- **Fragmento del texto**
Una historia terrorifíca (Relatos del ayer - 42)

 
Por Jesús Villanueva Jiménez  (Publicado en el número de diciembre de 2019 de la Revista NT de Bínter)
 
 
 
          Aún recuerdo aquel rostro inexpresivo; corría 1970. Por entonces, a mis diez años de inocente existencia, me pasaba horas jugando en la calle, con los amiguillos del barrio. Mis padres, cinco criaturas y una de camino, vivíamos en el nº 5 de la céntrica santacrucera Callao de Lima. En dos ocasiones, que recuerde, me crucé con aquel muchacho extranjero, alto y delgado, rubio, de ojos que parecían de hielo azul. La última fue unos días antes de aquel terrible suceso, cuyos detalles conocí años después.
 
          Frank se llamaba el joven alemán, de 16 años edad. Vivía en el nº 37 de Jesús Nazareno, dos calles por debajo de mi casa, con su padre, Harald Alexander, de 39, su madre, Dagmar, de 41, y sus hermanas Marina, de 18,  y las mellizas Petra y Sabine, de 16. No era una familia común aquella, afincada en Tenerife hacía un año, procedente de Hamburgo. Harald era un fanático seguidor de la Sociedad Lorber, una secta creada a finales del XIX por el excéntrico Jakob Lorber, cuya doctrina incitaba a alcanzar la perfección siendo un ser tan amoroso como el mismo Dios. Al nacimiento de su hijo varón, creyó que éste era el mesías que aguardaba con ansia. En esa creencia, inducido por el padre, creció Frank, quien sometía a su madre y hermanas a todos sus caprichos, hasta el extremo de mantener relaciones incestuosas con ellas, ante la complacencia de su padre.

- **Datos proporcionados**

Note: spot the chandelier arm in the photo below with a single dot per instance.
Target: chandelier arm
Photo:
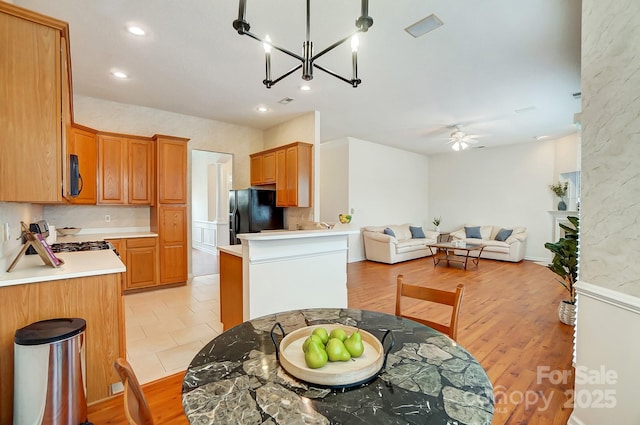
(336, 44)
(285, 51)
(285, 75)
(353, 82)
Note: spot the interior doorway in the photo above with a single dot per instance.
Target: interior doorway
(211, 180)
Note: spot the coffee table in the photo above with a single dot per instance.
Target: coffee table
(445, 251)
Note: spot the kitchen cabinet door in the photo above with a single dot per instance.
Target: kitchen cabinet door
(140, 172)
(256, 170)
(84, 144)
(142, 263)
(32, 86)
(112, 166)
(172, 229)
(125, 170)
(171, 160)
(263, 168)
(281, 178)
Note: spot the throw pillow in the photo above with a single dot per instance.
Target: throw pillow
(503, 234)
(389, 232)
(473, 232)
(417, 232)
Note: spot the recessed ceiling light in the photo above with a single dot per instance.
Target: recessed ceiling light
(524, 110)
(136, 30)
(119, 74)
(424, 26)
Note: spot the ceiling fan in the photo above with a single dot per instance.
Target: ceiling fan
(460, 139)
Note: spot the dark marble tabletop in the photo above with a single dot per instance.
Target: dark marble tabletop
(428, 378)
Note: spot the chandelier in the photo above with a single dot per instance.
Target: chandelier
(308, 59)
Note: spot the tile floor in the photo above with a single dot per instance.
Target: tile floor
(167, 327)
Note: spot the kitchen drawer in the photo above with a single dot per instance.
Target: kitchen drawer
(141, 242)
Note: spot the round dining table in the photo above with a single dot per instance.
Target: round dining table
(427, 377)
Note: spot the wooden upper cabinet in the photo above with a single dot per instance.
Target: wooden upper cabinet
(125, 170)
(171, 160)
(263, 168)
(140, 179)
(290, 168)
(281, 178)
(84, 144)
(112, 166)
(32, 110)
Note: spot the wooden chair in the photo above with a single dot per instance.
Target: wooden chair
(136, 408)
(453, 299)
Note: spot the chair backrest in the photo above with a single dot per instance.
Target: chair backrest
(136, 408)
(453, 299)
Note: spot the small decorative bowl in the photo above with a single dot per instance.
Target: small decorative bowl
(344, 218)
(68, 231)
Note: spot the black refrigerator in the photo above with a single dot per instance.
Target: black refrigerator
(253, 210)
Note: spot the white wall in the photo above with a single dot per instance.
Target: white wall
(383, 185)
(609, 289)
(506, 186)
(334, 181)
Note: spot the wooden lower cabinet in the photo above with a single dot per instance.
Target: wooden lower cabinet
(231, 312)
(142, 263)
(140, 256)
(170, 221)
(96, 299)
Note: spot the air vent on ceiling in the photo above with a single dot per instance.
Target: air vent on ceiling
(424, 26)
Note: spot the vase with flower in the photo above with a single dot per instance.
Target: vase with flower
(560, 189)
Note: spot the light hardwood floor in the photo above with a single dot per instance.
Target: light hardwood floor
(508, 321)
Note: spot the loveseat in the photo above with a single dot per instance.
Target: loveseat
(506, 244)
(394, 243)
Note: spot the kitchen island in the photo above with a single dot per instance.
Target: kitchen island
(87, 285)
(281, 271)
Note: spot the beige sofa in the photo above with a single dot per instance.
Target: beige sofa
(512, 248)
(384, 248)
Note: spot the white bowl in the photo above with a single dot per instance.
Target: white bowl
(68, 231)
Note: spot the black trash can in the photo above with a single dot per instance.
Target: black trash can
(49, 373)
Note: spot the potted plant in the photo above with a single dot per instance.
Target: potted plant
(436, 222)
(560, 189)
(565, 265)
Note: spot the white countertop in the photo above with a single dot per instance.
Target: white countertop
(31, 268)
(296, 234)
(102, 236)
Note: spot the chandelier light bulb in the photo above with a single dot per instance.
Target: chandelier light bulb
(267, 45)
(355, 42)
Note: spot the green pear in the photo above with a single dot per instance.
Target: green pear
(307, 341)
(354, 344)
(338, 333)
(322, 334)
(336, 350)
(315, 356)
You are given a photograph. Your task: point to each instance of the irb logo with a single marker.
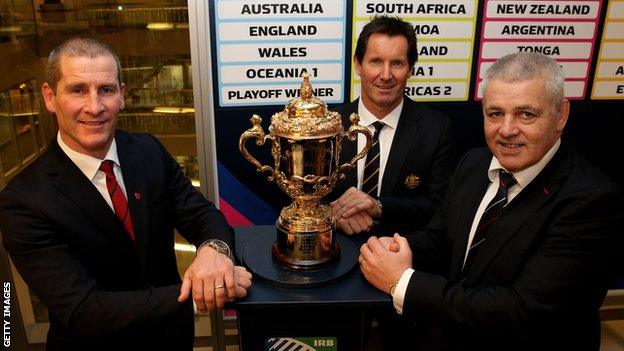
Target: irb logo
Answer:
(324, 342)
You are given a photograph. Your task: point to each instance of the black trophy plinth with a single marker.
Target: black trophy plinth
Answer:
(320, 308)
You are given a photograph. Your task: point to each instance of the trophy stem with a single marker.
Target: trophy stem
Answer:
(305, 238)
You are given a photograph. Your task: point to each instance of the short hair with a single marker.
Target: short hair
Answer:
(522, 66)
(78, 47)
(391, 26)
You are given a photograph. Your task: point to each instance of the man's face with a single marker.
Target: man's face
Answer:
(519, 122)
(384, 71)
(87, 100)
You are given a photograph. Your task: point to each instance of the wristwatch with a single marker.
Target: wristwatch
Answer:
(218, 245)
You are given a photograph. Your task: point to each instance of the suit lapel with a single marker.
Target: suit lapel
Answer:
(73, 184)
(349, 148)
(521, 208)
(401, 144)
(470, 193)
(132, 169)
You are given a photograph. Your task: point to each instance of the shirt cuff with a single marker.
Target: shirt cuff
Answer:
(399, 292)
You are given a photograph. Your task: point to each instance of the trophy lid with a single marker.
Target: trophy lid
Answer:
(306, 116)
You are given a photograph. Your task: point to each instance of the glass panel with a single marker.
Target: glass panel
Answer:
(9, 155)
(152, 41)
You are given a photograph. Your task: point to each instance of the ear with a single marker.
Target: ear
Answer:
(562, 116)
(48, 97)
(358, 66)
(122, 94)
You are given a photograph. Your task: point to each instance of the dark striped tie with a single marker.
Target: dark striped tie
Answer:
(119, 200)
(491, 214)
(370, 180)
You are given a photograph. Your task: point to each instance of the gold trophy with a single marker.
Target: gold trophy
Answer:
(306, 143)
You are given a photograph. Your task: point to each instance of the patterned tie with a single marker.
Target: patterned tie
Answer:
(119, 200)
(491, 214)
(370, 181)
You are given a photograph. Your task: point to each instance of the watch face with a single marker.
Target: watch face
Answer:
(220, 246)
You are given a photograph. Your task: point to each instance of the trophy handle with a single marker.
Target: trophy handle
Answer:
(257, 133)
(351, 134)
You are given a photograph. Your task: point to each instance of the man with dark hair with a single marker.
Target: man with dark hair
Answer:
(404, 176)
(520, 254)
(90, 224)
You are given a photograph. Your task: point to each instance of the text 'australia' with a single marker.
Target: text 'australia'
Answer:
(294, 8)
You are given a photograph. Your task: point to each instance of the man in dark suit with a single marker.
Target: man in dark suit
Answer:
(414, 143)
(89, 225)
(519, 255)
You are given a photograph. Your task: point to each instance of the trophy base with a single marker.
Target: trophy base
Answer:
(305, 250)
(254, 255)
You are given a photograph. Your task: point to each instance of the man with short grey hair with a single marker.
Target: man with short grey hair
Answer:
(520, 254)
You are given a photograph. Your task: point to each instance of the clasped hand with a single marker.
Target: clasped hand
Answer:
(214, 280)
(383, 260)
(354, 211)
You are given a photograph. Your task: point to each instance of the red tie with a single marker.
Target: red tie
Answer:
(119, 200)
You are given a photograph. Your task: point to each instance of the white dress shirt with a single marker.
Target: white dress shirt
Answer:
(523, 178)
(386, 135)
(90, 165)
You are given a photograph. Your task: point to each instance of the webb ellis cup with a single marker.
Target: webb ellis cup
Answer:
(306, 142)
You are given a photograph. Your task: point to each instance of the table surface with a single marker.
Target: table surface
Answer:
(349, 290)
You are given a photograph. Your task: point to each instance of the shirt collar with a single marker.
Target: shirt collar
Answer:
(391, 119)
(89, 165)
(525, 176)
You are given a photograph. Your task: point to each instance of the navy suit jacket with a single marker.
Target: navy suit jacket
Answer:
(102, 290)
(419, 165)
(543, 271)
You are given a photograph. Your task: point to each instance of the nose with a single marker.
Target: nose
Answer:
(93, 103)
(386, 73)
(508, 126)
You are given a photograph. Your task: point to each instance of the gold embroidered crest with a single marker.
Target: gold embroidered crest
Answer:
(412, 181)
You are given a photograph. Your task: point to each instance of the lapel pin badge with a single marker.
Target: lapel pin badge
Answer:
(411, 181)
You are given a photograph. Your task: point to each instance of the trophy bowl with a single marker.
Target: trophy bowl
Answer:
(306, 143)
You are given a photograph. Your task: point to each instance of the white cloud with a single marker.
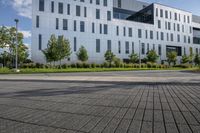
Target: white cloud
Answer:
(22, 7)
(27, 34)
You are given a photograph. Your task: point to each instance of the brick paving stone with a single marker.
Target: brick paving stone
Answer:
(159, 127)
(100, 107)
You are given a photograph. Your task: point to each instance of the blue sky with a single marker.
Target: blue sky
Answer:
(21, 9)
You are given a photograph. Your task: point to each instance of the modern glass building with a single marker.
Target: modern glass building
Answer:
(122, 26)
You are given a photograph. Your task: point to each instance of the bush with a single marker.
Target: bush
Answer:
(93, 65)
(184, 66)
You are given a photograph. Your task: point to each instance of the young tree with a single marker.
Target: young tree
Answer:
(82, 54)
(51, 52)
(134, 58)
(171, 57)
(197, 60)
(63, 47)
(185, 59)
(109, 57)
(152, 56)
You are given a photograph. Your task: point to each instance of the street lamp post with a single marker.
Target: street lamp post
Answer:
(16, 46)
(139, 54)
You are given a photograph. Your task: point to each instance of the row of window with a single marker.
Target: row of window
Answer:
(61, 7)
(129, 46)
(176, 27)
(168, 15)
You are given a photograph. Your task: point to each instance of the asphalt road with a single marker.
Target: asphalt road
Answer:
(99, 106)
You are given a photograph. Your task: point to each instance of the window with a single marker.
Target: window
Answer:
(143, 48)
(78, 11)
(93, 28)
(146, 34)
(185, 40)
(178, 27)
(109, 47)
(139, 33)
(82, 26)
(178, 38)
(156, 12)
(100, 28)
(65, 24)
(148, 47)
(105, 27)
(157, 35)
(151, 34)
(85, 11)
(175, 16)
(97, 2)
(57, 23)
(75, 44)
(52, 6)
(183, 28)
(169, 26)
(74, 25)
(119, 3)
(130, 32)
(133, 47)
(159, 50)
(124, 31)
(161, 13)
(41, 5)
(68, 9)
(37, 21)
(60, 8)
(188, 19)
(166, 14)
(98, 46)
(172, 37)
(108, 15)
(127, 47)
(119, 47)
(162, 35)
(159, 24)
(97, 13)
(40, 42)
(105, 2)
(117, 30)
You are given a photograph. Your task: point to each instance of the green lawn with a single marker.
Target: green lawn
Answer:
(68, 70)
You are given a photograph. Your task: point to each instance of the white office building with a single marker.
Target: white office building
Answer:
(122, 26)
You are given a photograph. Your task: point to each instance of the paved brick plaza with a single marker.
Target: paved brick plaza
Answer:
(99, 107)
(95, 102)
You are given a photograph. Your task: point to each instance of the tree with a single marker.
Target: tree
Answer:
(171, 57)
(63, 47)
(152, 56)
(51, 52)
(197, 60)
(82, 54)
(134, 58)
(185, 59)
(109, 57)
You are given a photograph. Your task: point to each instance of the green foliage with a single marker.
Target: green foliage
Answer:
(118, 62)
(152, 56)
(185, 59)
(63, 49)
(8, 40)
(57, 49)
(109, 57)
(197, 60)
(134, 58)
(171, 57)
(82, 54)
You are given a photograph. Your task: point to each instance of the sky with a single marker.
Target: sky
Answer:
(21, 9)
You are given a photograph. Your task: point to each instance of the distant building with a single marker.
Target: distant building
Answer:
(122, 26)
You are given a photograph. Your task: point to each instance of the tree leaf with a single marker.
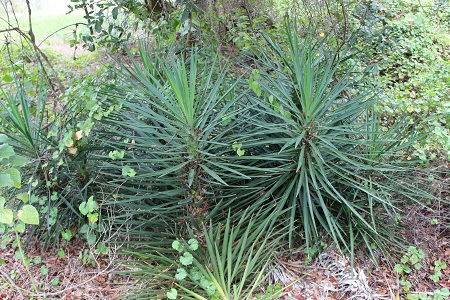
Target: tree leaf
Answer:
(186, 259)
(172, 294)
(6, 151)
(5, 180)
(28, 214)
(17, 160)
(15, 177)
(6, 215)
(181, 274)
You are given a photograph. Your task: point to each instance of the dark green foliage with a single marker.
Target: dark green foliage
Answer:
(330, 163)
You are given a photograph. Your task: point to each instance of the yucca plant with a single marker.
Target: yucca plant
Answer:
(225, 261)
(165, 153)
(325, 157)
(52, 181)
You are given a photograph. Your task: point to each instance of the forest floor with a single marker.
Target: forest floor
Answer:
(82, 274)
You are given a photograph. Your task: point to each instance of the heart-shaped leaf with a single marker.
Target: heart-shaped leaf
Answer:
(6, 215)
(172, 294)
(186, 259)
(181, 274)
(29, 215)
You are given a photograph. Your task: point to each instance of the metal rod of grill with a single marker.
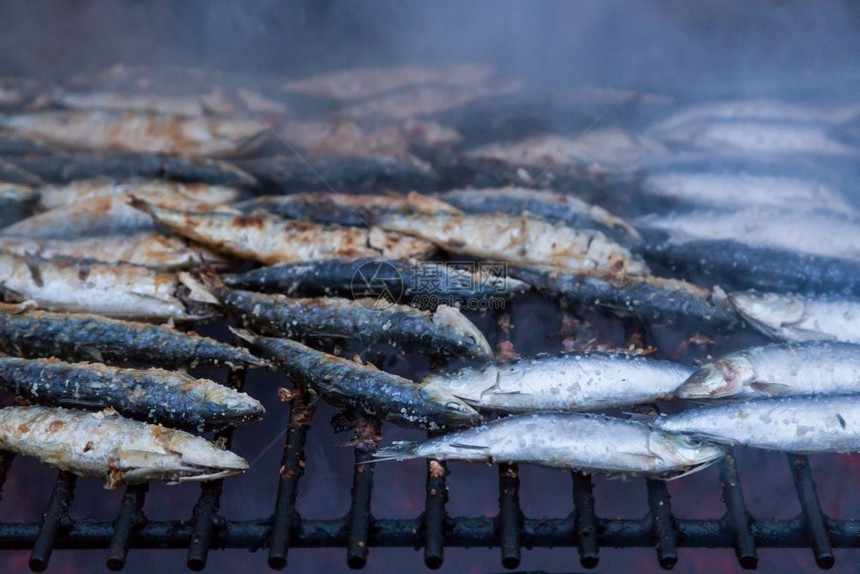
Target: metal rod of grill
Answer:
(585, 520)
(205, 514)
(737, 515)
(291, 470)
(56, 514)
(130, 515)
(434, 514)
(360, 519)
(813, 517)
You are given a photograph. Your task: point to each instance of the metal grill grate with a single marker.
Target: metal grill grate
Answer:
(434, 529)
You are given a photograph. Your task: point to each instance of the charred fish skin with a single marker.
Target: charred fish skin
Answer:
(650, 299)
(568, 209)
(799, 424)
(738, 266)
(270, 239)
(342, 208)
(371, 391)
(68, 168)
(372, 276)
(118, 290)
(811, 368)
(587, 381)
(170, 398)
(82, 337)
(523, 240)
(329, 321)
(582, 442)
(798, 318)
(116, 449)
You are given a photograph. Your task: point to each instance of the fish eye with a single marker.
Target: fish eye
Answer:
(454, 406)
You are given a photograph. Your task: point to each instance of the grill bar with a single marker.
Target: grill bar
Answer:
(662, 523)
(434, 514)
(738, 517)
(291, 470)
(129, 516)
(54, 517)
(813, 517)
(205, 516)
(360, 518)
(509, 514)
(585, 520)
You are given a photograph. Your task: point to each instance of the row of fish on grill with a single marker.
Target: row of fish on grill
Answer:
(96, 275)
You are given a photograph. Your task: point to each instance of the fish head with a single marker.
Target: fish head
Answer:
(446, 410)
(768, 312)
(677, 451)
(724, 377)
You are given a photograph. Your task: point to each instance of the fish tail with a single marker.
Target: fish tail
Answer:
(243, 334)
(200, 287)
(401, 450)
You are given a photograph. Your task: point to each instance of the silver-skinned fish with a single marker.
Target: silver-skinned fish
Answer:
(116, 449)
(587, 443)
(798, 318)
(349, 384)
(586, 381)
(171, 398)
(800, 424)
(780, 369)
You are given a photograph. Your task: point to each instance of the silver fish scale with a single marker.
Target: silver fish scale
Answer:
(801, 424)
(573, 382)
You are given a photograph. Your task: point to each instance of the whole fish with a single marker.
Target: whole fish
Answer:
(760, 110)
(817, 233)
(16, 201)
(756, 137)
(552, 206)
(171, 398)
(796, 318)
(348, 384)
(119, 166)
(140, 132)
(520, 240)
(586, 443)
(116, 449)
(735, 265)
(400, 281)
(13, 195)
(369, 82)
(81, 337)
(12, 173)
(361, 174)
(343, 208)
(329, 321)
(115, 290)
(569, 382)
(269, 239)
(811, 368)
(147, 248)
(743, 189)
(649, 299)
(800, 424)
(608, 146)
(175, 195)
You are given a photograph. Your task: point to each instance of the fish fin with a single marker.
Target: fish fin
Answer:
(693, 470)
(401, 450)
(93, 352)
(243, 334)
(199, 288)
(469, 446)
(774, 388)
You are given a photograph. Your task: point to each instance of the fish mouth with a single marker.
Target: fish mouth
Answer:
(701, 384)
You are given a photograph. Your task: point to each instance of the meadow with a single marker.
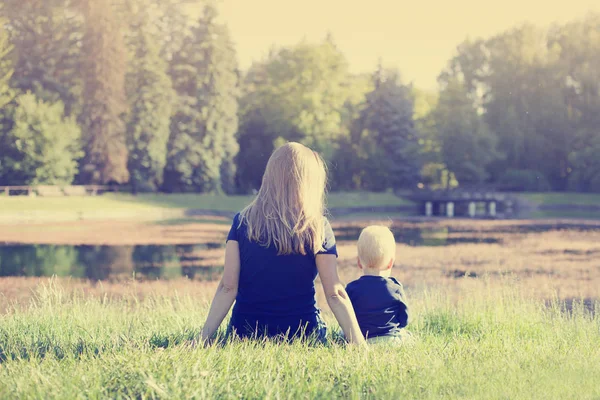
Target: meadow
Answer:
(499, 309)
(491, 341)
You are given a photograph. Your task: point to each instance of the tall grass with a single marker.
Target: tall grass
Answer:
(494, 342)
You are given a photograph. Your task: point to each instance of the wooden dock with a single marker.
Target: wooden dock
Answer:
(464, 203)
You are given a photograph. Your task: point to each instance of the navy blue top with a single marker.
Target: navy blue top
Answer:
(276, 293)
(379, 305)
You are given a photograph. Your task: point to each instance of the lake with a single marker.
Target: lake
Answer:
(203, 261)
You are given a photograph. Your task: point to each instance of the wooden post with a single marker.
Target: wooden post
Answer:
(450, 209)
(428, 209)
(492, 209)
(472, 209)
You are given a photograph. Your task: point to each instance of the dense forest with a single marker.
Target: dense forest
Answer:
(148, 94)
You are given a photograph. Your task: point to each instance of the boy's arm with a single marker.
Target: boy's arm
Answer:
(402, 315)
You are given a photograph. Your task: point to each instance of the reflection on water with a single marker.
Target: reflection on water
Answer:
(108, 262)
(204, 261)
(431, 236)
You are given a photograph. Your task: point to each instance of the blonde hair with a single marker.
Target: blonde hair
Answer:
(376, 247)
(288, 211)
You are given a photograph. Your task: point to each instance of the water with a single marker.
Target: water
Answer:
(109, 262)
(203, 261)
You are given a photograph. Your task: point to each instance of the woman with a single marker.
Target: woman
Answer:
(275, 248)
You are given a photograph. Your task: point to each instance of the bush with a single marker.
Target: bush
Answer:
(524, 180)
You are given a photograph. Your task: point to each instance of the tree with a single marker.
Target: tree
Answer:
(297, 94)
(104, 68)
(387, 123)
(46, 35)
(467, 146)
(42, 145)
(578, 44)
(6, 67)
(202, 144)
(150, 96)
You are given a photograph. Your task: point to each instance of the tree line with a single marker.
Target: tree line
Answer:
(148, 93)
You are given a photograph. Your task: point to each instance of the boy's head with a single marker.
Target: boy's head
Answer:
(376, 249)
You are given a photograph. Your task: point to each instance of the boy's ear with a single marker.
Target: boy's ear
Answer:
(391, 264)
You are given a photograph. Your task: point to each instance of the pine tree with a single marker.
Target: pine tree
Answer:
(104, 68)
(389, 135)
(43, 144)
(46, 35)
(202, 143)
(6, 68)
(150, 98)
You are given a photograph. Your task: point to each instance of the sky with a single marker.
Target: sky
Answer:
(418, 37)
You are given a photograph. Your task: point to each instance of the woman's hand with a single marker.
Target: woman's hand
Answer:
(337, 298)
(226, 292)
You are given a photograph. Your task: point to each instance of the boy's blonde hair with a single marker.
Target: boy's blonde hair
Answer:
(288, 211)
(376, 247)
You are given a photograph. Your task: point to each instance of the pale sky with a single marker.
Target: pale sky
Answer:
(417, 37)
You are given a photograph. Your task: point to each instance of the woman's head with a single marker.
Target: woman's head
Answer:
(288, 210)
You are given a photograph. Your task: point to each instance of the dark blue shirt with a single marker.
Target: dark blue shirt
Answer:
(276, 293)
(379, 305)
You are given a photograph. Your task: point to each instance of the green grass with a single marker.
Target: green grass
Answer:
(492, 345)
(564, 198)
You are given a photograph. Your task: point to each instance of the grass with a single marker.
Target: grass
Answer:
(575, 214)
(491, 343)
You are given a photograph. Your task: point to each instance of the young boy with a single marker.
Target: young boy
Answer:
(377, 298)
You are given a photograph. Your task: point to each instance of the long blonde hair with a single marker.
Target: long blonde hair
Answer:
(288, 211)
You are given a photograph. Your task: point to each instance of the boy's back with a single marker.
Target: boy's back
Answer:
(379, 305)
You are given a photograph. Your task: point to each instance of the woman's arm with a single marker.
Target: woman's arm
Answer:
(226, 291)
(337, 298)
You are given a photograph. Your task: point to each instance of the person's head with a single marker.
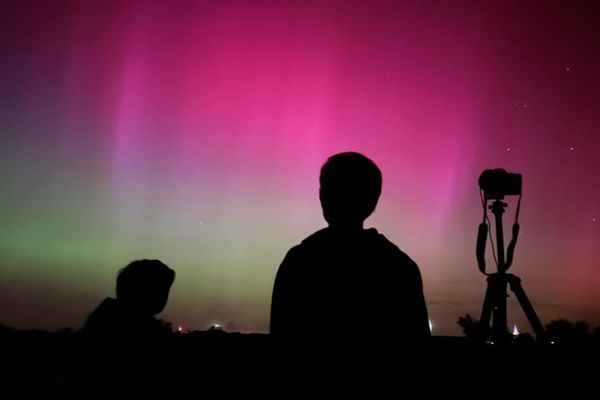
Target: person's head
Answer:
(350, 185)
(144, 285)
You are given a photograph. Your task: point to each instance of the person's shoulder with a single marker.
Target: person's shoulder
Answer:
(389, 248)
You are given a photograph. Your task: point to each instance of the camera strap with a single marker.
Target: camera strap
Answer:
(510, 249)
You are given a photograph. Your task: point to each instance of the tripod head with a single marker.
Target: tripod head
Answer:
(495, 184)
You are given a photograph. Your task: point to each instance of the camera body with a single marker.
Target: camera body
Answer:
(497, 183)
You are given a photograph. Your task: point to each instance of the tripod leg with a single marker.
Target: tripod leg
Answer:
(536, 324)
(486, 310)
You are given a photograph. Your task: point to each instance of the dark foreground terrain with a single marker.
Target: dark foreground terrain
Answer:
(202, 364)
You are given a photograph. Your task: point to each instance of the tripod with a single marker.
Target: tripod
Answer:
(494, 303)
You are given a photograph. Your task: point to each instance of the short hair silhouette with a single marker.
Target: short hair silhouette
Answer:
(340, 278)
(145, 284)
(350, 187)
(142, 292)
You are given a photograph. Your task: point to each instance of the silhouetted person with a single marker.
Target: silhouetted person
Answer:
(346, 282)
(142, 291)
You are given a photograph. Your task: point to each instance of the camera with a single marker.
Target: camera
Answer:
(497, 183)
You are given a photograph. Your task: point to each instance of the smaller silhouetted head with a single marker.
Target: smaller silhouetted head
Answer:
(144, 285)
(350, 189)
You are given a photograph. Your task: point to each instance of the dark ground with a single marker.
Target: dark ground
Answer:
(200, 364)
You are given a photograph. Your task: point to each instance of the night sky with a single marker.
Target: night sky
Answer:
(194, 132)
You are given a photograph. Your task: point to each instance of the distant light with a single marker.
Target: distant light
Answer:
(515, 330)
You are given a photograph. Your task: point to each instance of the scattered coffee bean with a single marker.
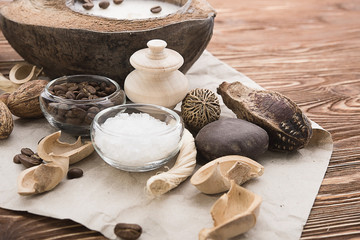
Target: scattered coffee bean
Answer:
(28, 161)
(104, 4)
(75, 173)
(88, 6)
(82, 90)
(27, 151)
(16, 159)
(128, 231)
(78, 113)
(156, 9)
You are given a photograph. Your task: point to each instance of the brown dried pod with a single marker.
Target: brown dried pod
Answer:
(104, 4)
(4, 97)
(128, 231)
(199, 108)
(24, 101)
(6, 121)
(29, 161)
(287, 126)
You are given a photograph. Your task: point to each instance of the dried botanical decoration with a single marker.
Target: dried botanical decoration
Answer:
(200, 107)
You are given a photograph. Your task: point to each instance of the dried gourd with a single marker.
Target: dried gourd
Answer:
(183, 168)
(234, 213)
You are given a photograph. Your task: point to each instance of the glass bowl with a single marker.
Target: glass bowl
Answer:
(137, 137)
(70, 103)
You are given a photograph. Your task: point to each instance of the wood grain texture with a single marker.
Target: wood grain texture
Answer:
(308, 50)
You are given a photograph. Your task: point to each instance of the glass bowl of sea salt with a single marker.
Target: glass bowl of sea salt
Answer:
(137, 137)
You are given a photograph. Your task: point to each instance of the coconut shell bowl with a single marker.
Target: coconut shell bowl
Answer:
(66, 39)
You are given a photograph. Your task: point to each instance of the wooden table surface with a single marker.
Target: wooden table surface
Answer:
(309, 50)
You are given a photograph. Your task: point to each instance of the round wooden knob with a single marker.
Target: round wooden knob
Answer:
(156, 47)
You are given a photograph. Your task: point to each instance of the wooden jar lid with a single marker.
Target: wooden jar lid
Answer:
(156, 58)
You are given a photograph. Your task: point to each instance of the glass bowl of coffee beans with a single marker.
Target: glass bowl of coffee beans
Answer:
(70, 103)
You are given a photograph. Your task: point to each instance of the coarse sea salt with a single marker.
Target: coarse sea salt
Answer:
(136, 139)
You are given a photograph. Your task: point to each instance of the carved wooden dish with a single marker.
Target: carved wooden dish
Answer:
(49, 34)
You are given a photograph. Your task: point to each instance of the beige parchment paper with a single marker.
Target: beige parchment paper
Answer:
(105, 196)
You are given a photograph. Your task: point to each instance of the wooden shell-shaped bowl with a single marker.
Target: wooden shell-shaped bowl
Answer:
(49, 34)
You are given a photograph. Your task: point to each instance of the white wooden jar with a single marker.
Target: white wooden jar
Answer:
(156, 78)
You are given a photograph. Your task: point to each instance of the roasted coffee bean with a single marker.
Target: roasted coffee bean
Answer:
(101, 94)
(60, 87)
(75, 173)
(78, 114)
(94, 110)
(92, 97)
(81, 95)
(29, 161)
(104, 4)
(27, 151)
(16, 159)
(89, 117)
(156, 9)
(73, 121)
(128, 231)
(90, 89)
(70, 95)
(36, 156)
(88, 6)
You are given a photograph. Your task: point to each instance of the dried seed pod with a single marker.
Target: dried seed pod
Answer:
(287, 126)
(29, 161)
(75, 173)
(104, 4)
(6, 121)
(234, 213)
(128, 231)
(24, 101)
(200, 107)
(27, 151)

- **Tarea**
Copia literalmente el pasaje del fragmento que empieza con "Frank se llamaba" y sigue hasta "de su padre.". Usa únicamente el fragmento como fuente.

- **Respuesta**
Frank se llamaba el joven alemán, de 16 años edad. Vivía en el nº 37 de Jesús Nazareno, dos calles por debajo de mi casa, con su padre, Harald Alexander, de 39, su madre, Dagmar, de 41, y sus hermanas Marina, de 18,  y las mellizas Petra y Sabine, de 16. No era una familia común aquella, afincada en Tenerife hacía un año, procedente de Hamburgo. Harald era un fanático seguidor de la Sociedad Lorber, una secta creada a finales del XIX por el excéntrico Jakob Lorber, cuya doctrina incitaba a alcanzar la perfección siendo un ser tan amoroso como el mismo Dios. Al nacimiento de su hijo varón, creyó que éste era el mesías que aguardaba con ansia. En esa creencia, inducido por el padre, creció Frank, quien sometía a su madre y hermanas a todos sus caprichos, hasta el extremo de mantener relaciones incestuosas con ellas, ante la complacencia de su padre.